However, due to some physical limitations (double knee replacement surgeries), I am unable to work 5 days/week; only 4 days/week.
My employer sent me an email below stating I will be converted to a per diem basis with no benefits or continuing full time employment if I fail to work 5days/week.
What are my legal options? Thanks.

"Our business and customer needs dictate that your position must be 5 days per week and 40 hours per week. Based on that requirement, it is necessary for you to begin scheduling yourself accordingly beginning, no later than, Monday, November 26, 2012.

If you are unable to meet this scheduling requirement, you do have the option of changing your employment status to per diem. If you do not schedule yourself 5 days and 40 hours per week beginning November 26, 2012, your employment status will be changed to per diem on that date."
Hello and welcome,

I am sorry to hear of your difficult situation. I am working on your answer now and will post it here shortly.

Hello again, Dan.

Pursuant to state and federal law, if an employee requests a reasonable accommodation that is not an undue hardship to the employer (which usually means it is too costly), the employer must provide the reasonable accommodation to the employer.

### TASKS TO CARRY OUT
a - Repeat the stretch of the work-schedule exchange from "Hello again, Dan." through "to the employer." word for word.
b - In the work-schedule exchange, by what date must the employee begin scheduling 5 days and 40 hours per week?
c - Write the next part of the work-schedule exchange, picking up after its final sentence.

### DATA SECTION
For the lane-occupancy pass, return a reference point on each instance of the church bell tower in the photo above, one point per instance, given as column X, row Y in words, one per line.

### EXPECTED RESULTS
a -
Hello again, Dan.

Pursuant to state and federal law, if an employee requests a reasonable accommodation that is not an undue hardship to the employer (which usually means it is too costly), the employer must provide the reasonable accommodation to the employer.

b - Monday, November 26, 2012.

c -
Since it sounds as though you do have a disability, the ADA would typically provide this protection. If the employer could reasonably cover the additional 1 day that you are not able to work without incurring extraordinary costs, they would typically be required by the ADA to provide the requested accommodation in your work schedule (4 days instead of 5 per week).

Since they have been providing it, that would normally indicate that it is NOT an undue hardship unless their circumstances (customer needs) have recently changed significantly.

If the employer refuses to provide the requested accommodation (which should be made in writing and retain a copy of it for your records), then it would be best to promptly retain a local attorney to represent you in resolving this matter.

If the attorney is not successful in resolving the matter, then a charge of discrimination should normally be filed with the EEOC/state Fair Employment and Housing Commission.